# Stated task
Carry on the tutorial on raster arithmetic in R from its last sentence.

# Extract
— Start —

Let’s replace the 99999 with NA so that we don’t end up introducing any errors in our upcoming analysis. To do this we simply need to think back to the base R from the first weeks of class. Below we’ll perform this reassignment
raster_world_elev[raster_world_elev == 99999] <- NA
Discuss with your neighbor what this code is doing. Make sure you understand what is going on.
Now let’s plot the data again.
raster::plot(raster_world_elev)
You can see that we have fixed the issue.
We will often need to perform mathematical operations on rasters. For instance you may want to convert the units from meters to feet (multiplication) or you might want to perform some other mathematical operation (e.g. take the log of the values). Any valid mathematical operation(s) can be performed on the raster.
Let’s convert our elevation data from units of meters into feet (1 m = 3.28084 ft). We will simply multiply each value in the raster by factor that represents the conversion from meters to feet.
raster_world_elev__ft <- raster_world_elev * 3.28084
As you might know, the pressure in the Earth’s atmosphere decreases with elevation. So at sea-level we might experience 1 atmosphere of pressure, while on the top of Mt. Everest we would experience a much lower pressure of ~0.34 atmospheres.
Since atmospheric pressure is a function of elevation, using our elevation raster we could generate a map of the likely atmospheric pressure experienced at each point on Earth.
The elevation-pressure relationship can be approximated by the following equation
\(p_{0}*exp(- \displaystyle \frac{g*h*M}{T_{0}*R_{0}})\)
In the equation above, \(h\) is the elevation in meters. The parameters are described (and defined) in the code block below:
coeff_p0 <- 1 # Sea level standard atmospheric pressure (Atmospheres)
coeff_T0 <- 288.16 # Sea level standard temperature(K)
coeff_g <- 9.80665 # Earth-surface gravitational acceleration (m/s^2)
coeff_M <- 0.02896968 # Molar mass of dry air (kg/mol)
coeff_R0 <- 8.314462618 # Universal gas constant (J/(mol*K))
Let’s calculate the atmospheric pressure using our elevation raster.
raster_atmos_pressure <- coeff_p0 * exp( -(coeff_g * raster_world_elev * coeff_M)/(coeff_T0 * coeff_R0) )
Now let’s plot the raster we have created.
raster::plot(raster_atmos_pressure)
Plotting the raster, we can see that it works! Pretty cool, we were able to calculate the atmospheric pressure everywhere on the Earth’s surface using our elevation raster! This is just one example, but as you can see any mathematical operations that you might need to perform can be done on a raster.

— End —

# Information shown
— Start —

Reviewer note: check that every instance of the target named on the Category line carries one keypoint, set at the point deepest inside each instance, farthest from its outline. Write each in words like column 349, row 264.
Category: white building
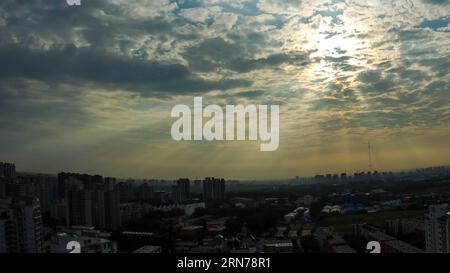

— End —

# Answer
We also often need to compute values based on several rasters. For instance we may have rasters of average monthly precipitation across the US. In this case we would have 12 rasters (one for each month) and we might want to determine that average annual precipitation for each grid cell (i.e. the sum of each cell’s monthly values). In this case we would simply need to sum the twelve rasters, which would simply be done as
raster_1 + raster_2 + ... + raster_12
Let’s work with an example involving just two rasters. Here we will load in a raster of the average daytime temperatures for March and a raster of the average nighttime temperatures for March (units are degrees C).
raster_day_temps <- raster("https://github.com/stahlm/stahlm.github.io/raw/master/ENS_215/Winter_2022/Lectures/Data/Day_temp_2001_march.tif")
raster_day_temps[raster_day_temps == 99999] <- NA
raster_night_temps <- raster("https://github.com/stahlm/stahlm.github.io/raw/master/ENS_215/Winter_2022/Lectures/Data/Night_temp_2001_march.TIFF")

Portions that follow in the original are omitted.